§ Your task
Each record must appear in the answer exactly as it does in the data.

§ Dataset
=== Section Start ===
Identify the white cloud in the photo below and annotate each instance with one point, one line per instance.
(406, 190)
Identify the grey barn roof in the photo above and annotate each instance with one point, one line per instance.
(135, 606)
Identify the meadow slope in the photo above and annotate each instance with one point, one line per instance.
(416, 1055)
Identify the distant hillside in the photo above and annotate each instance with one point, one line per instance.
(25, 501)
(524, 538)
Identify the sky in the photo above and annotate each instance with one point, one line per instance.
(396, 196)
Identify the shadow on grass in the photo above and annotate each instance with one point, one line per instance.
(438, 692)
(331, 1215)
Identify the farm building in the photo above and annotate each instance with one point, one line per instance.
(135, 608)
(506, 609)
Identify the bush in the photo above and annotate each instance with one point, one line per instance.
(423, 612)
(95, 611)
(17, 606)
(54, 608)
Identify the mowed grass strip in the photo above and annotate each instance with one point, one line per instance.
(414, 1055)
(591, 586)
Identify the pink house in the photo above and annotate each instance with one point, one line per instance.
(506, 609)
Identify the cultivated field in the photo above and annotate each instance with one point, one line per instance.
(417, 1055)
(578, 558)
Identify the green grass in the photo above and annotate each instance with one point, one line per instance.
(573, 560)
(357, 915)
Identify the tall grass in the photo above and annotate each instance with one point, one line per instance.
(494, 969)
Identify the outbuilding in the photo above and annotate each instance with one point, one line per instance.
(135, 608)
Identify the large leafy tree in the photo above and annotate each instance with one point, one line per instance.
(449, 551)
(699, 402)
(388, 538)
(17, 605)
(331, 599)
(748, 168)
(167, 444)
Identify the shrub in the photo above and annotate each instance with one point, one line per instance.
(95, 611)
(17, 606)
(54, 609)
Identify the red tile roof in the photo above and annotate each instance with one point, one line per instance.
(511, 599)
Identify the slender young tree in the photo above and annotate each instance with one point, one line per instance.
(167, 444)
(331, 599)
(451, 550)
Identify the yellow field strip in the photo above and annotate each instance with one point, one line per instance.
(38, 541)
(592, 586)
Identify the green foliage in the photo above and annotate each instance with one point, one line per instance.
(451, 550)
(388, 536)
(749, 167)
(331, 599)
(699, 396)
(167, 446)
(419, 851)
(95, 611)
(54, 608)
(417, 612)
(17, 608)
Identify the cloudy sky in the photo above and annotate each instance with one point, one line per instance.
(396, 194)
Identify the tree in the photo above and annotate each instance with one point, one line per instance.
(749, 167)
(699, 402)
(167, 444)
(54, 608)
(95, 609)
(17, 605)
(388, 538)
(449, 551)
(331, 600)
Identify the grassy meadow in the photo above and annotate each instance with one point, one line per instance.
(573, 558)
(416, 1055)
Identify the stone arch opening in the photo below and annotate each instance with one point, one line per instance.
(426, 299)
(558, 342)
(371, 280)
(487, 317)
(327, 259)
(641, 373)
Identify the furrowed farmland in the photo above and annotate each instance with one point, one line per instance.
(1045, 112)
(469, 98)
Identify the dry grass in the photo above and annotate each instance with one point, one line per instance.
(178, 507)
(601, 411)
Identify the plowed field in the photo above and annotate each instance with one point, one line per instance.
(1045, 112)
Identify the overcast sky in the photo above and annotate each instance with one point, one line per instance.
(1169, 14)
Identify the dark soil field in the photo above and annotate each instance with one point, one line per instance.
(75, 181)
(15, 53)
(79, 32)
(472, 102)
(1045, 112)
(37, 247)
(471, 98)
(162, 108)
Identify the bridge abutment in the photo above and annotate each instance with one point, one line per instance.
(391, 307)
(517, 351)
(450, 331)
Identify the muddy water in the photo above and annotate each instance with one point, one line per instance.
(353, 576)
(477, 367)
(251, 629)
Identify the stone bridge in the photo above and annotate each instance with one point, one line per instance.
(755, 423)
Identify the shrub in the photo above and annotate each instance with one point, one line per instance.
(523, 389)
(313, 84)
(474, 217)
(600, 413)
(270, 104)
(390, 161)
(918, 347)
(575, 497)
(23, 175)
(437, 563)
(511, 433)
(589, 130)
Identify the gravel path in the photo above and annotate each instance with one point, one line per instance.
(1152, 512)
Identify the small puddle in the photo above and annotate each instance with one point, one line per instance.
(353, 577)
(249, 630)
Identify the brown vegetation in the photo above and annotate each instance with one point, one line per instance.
=== Section End ===
§ Response to the exercise
Identify the white cloud in the photo below and annotate each instance with one point, one line per instance.
(406, 190)
Identify the grey barn roof in the photo above and annotate each instance with one point, one line per instance.
(135, 606)
Identify the meadow slope in the photo above and annotate each instance with one point, one line per instance.
(416, 1055)
Identify the distant hillside in the photo above and annotate each instance with one point, one line per instance.
(25, 501)
(524, 538)
Identify the sky in the photo above and annotate each instance with one point, one line per instance.
(396, 196)
Identify the shadow on grass in the photo above and annotate each instance with one point, one line per instance.
(438, 692)
(331, 1215)
Identify the farm building in the photo above and annotate each instance with one point, one line per instance.
(135, 608)
(506, 609)
Identify the bush in the photo above and annotate each instance with one point, one line per instance.
(423, 612)
(95, 611)
(17, 606)
(54, 608)
Identify the mowed grass strip in the photo above and annotate each instance with one point, one line per instance.
(414, 1055)
(591, 586)
Identify the pink house in the photo above and annotate each instance with one point, one line per instance.
(506, 609)
Identify the cultivated field in the photo above and annotate each instance with one point, one line per instance.
(417, 1055)
(578, 558)
Identify the green grass in the photo above and annotate each instance with one point, one line per instance.
(573, 560)
(357, 915)
Identify the tall grass in the photo above and annotate each instance with one point, one line per instance.
(494, 969)
Identify the outbuilding in the photo above and annotate each instance with one point, one line per instance.
(135, 608)
Identify the large leafy tree in the photo above and annotate each instance with one point, one line per instance.
(449, 551)
(699, 402)
(388, 538)
(17, 605)
(331, 599)
(748, 168)
(167, 444)
Identify the shrub in the photo above and annotate each instance with one point, one line per instance.
(95, 611)
(17, 606)
(54, 609)
Identify the red tile roof in the photo above and annotate each instance with one point, one line per instance.
(511, 599)
Identify the slender young tree in the photo above and annotate each instance with one point, one line per instance.
(167, 444)
(331, 599)
(451, 550)
Identify the yellow field strip in the photo above and annotate each instance with one point, one line per instance.
(38, 541)
(592, 586)
Identify the green foliage in the photo above and annotate each instance with one point, one line per instance.
(451, 550)
(388, 536)
(749, 167)
(331, 599)
(699, 396)
(167, 446)
(419, 851)
(95, 611)
(54, 608)
(417, 612)
(17, 608)
Identify the cloudy sky in the photo above and annotate each instance with one point, one line per instance.
(396, 194)
Identify the tree in the photo above and annotate each instance with one point, one line per instance.
(749, 167)
(699, 402)
(167, 444)
(54, 608)
(95, 609)
(17, 605)
(388, 538)
(449, 551)
(331, 600)
Identify the grassy meadow in the photo above and annotate each instance with one point, one line per instance.
(573, 558)
(416, 1055)
Identify the stone arch opening in the photo below and annotate each instance with one point, one line per instance.
(426, 299)
(558, 342)
(371, 280)
(487, 317)
(327, 259)
(641, 373)
Identify the furrowed farmland in the photo above and annotate each instance with one point, one line per instance.
(1045, 112)
(469, 98)
Identify the dry grass in the photo above and annotate each instance with one point, one line per instance.
(178, 507)
(601, 411)
Identify the plowed field in the photo above and annotate each instance with one point, one line per instance.
(1045, 112)
Identify the overcast sky in the photo above and annotate each instance with one point, one line per instance.
(1169, 14)
Identify the dark soil field in the photo above and annotate each instance with one point, one line per instance.
(75, 181)
(15, 53)
(79, 32)
(472, 102)
(1045, 112)
(37, 247)
(471, 98)
(162, 108)
Identify the bridge abutment in the photo above and annotate each instance with one point, one line per instance.
(391, 307)
(517, 351)
(450, 331)
Identify the muddy water in the photo above and annotate each instance with one point, one line per instance.
(353, 576)
(477, 367)
(251, 629)
Identify the stone bridge in the photo above and annotate each instance with one point, one line per instance.
(755, 423)
Identify the shrub in the photo above and annotate each instance with one point, one line per instance.
(523, 389)
(313, 84)
(474, 217)
(600, 413)
(270, 104)
(390, 161)
(918, 347)
(575, 497)
(23, 175)
(437, 563)
(511, 433)
(589, 130)
Identify the gravel path in the photo above and annotate each instance with one point, one line per instance.
(1152, 512)
Identify the small puddle in the photo above and annotate each instance with one point, one line per instance.
(353, 577)
(249, 630)
Identify the brown vegetation in the photo above and annotate each instance with one point, one line per instance.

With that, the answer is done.